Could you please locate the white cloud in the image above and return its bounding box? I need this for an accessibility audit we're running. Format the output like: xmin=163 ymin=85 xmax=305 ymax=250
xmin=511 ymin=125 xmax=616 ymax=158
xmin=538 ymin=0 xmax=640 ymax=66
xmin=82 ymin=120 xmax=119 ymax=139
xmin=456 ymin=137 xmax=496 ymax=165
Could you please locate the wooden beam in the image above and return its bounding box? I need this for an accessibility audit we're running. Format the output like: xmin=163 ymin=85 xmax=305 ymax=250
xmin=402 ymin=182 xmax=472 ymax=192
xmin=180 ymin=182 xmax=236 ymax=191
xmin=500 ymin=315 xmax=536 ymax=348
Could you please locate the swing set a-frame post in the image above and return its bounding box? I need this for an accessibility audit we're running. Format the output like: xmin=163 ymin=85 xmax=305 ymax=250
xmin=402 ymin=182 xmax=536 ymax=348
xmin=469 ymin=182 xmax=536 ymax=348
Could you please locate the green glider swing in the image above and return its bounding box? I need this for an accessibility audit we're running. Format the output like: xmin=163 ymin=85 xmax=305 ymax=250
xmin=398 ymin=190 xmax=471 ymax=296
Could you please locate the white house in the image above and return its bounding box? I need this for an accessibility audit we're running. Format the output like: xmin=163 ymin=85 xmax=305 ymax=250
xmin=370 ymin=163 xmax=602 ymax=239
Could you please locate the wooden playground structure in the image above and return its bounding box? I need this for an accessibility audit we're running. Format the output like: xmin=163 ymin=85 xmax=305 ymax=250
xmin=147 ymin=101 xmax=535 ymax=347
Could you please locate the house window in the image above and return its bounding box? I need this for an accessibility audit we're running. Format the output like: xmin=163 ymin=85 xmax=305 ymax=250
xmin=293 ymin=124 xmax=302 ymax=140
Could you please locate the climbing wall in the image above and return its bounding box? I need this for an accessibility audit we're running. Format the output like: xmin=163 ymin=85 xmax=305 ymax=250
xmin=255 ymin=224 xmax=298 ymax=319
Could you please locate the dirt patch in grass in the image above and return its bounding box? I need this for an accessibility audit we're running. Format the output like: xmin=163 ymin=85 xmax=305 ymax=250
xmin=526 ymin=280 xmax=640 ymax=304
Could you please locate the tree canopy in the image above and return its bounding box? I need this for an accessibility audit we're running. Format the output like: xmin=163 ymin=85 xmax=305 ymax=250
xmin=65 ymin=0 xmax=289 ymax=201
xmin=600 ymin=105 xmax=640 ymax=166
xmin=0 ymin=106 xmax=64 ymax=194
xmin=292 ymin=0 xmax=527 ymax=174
-*-*-
▶ [Polecenie]: Przepisz powyższe linie, zastępując „wooden beam” przez „metal beam”. Cała reszta ma pozostać bez zmian.

▶ [Odpowiedź]:
Could you please locate the white cloud in the image above and return its bounding box? I need this for an accessibility audit we're running. Format the output like: xmin=163 ymin=85 xmax=305 ymax=250
xmin=511 ymin=125 xmax=616 ymax=158
xmin=538 ymin=0 xmax=640 ymax=66
xmin=82 ymin=120 xmax=119 ymax=139
xmin=456 ymin=137 xmax=496 ymax=165
Could you please locate the metal beam in the image above and return its bounding box? I need this for an accessibility audit we're running. Format the output like: xmin=163 ymin=85 xmax=305 ymax=250
xmin=402 ymin=182 xmax=472 ymax=192
xmin=180 ymin=182 xmax=236 ymax=191
xmin=500 ymin=315 xmax=536 ymax=348
Could you please locate the swing set a-frame post in the image above and return its bounding box? I need this for an accessibility audit we're running. Format the output like: xmin=163 ymin=85 xmax=305 ymax=250
xmin=402 ymin=182 xmax=536 ymax=348
xmin=469 ymin=182 xmax=536 ymax=348
Could you please locate the green glider swing in the image above and return its bounding box? I need this for an accessibility audit we're running. Format the output like: xmin=163 ymin=85 xmax=305 ymax=250
xmin=398 ymin=190 xmax=471 ymax=296
Could you please locate the white house in the image above and return its bounding box? I need this for an accessibility audit we're running. Format the output like: xmin=163 ymin=85 xmax=305 ymax=250
xmin=370 ymin=163 xmax=602 ymax=239
Could you please locate the wooden playground structure in the image above and return its bounding box? I need this for an accessibility audit we're running. Format the output like: xmin=163 ymin=85 xmax=305 ymax=250
xmin=147 ymin=101 xmax=535 ymax=347
Could you please locate the house window in the image above and return its bounding box? I need this for an accessibility audit we're running. Format the output like: xmin=163 ymin=85 xmax=305 ymax=250
xmin=293 ymin=124 xmax=302 ymax=140
Could you please locate the climbing wall in the image above and return its bounding box? I need this for an accessibility audit we're running. Format the output like: xmin=163 ymin=85 xmax=305 ymax=250
xmin=255 ymin=224 xmax=298 ymax=319
Could you please locate the dirt patch in grass in the image above and return its bounding box? I need this for an accessibility audit we're running. Format the output like: xmin=163 ymin=85 xmax=305 ymax=250
xmin=526 ymin=280 xmax=640 ymax=304
Could you please locate the tree canopy in the image above and return its bounding box? I need this for an accessibility audit we're running. Format the output like: xmin=163 ymin=85 xmax=305 ymax=250
xmin=65 ymin=0 xmax=289 ymax=201
xmin=600 ymin=105 xmax=640 ymax=166
xmin=0 ymin=106 xmax=64 ymax=194
xmin=292 ymin=0 xmax=527 ymax=174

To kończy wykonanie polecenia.